* Begin *

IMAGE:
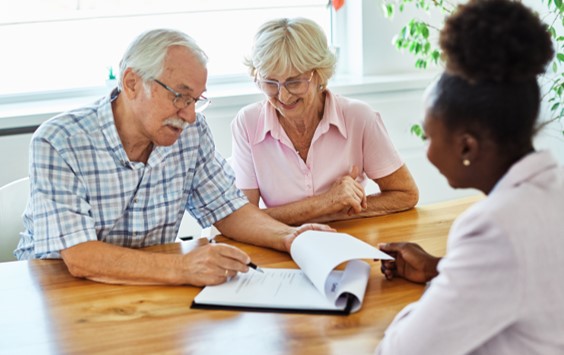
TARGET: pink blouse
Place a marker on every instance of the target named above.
(350, 133)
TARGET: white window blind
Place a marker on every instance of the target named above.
(59, 45)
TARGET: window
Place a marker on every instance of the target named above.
(56, 45)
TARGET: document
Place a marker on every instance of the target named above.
(314, 288)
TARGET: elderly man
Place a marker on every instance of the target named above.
(116, 176)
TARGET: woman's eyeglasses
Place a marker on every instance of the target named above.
(295, 87)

* End *

## To be done
Render the material above as a JSON list of strings with one string per line, skipping any blank lines. Leave the pictures out.

## Full solution
[
  "IMAGE:",
  "TARGET: pink blouse",
  "Place a marker on every instance of the target named above.",
  "(350, 133)",
  "TARGET: white window blind",
  "Place a marker on every instance of the target named above.",
  "(59, 45)",
  "TARGET: window",
  "Place a marker on every instance of the target named above.",
  "(56, 45)",
  "TARGET: document",
  "Place a marker on every instance of the target named above.",
  "(314, 288)",
  "TARGET: elderly man",
  "Place a marker on every instance of the target named above.",
  "(116, 176)",
  "TARGET: woman's eyeglasses",
  "Place a marker on every instance of the target named above.",
  "(295, 87)"
]